- [Short problem]: Repeat the records below word for word, but start at the line that contains "point: window |", stop after the last line, and include nothing else.

- [Raw records]:

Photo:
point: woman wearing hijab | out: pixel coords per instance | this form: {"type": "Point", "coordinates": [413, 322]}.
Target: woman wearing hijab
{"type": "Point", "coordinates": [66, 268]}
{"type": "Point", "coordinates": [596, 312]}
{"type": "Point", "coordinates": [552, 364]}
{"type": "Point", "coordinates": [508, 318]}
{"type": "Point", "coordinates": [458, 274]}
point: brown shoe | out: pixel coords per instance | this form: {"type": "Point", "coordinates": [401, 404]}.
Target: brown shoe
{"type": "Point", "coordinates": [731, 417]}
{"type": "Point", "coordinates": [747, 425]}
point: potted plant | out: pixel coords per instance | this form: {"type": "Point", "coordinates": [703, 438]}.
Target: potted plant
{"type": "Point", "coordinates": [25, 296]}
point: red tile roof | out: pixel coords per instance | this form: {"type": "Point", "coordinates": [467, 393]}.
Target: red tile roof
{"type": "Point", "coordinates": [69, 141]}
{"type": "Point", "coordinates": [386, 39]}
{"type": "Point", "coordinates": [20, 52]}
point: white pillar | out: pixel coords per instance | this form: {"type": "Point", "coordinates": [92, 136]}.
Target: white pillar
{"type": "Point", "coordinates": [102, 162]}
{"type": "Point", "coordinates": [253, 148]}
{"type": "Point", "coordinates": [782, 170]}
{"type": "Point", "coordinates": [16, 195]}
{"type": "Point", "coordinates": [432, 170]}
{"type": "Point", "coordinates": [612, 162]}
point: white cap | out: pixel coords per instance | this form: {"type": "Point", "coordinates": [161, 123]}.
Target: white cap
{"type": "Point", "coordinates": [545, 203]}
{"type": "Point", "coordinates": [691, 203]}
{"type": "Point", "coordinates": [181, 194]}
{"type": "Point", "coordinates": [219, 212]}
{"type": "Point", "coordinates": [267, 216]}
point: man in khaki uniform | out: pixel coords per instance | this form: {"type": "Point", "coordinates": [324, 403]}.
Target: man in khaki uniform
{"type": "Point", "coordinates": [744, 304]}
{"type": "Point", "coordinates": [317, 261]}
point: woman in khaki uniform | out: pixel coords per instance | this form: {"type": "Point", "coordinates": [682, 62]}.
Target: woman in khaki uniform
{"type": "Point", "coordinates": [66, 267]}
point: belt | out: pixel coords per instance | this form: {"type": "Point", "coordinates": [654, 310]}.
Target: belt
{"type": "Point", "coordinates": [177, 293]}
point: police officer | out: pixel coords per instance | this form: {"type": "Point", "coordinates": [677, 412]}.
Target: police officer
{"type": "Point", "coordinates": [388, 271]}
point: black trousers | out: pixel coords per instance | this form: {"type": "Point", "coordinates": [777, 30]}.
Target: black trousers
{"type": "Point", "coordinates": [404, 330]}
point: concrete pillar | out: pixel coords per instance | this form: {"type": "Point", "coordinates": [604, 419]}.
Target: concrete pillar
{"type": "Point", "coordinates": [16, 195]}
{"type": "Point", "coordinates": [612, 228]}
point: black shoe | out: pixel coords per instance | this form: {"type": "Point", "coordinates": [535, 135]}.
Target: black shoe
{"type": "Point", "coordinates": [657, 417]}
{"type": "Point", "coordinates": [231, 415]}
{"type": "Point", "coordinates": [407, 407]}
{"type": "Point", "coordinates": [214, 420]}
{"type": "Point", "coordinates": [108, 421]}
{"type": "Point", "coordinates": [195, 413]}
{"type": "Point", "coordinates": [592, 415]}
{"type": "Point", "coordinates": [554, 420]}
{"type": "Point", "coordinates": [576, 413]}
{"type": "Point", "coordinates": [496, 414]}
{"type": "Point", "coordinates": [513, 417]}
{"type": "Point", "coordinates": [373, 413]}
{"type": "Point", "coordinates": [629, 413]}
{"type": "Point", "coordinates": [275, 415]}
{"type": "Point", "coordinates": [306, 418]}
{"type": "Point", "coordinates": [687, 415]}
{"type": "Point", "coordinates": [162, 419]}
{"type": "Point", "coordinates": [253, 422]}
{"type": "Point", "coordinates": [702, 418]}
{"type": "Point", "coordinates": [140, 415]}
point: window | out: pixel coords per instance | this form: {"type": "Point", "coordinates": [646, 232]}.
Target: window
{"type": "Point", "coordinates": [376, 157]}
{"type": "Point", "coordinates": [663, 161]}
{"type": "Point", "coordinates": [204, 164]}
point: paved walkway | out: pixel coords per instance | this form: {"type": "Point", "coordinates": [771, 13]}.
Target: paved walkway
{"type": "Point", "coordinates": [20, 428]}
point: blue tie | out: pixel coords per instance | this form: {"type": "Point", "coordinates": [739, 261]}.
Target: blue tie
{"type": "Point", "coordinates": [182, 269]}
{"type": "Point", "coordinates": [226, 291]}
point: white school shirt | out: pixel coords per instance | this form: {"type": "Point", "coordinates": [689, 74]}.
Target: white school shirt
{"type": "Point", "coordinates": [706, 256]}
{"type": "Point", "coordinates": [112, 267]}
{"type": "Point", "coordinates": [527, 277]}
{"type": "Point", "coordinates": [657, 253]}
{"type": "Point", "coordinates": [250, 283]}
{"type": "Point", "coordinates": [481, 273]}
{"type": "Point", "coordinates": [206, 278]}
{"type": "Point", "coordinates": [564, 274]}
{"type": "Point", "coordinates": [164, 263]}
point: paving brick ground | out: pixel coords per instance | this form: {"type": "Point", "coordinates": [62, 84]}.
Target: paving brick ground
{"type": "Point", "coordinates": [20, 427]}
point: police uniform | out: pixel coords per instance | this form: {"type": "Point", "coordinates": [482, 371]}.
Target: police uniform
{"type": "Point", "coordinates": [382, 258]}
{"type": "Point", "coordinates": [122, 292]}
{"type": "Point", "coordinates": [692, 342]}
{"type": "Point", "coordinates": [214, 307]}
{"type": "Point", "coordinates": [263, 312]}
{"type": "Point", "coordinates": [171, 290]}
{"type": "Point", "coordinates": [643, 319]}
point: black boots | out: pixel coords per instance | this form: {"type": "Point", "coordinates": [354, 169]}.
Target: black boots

- [Result of this exercise]:
point: window | out: pixel coords per instance | this form: {"type": "Point", "coordinates": [646, 232]}.
Target: window
{"type": "Point", "coordinates": [376, 157]}
{"type": "Point", "coordinates": [663, 161]}
{"type": "Point", "coordinates": [204, 164]}
point: paved walkway | out: pixel coords per instance | this form: {"type": "Point", "coordinates": [771, 13]}.
Target: paved walkway
{"type": "Point", "coordinates": [20, 428]}
point: blue tie | out: pixel coords per instance | this form: {"type": "Point", "coordinates": [739, 261]}.
Target: blue tie
{"type": "Point", "coordinates": [182, 269]}
{"type": "Point", "coordinates": [226, 291]}
point: white school shirt | out: pixel coords per instance | this form: {"type": "Point", "coordinates": [689, 74]}.
Target: white school shirt
{"type": "Point", "coordinates": [706, 256]}
{"type": "Point", "coordinates": [112, 267]}
{"type": "Point", "coordinates": [527, 277]}
{"type": "Point", "coordinates": [657, 253]}
{"type": "Point", "coordinates": [250, 283]}
{"type": "Point", "coordinates": [481, 273]}
{"type": "Point", "coordinates": [206, 278]}
{"type": "Point", "coordinates": [564, 274]}
{"type": "Point", "coordinates": [164, 263]}
point: paving brick ground | out: pixel coords per instance | this form: {"type": "Point", "coordinates": [62, 84]}.
Target: paving brick ground
{"type": "Point", "coordinates": [20, 427]}
point: police uniform | out: pixel coords per instance | this form: {"type": "Point", "coordinates": [482, 371]}.
Target: police uniform
{"type": "Point", "coordinates": [382, 258]}
{"type": "Point", "coordinates": [122, 292]}
{"type": "Point", "coordinates": [692, 342]}
{"type": "Point", "coordinates": [214, 307]}
{"type": "Point", "coordinates": [263, 312]}
{"type": "Point", "coordinates": [171, 290]}
{"type": "Point", "coordinates": [643, 319]}
point: black boots | out: pixel coords per instance | this form: {"type": "Point", "coordinates": [354, 169]}.
Target: black boots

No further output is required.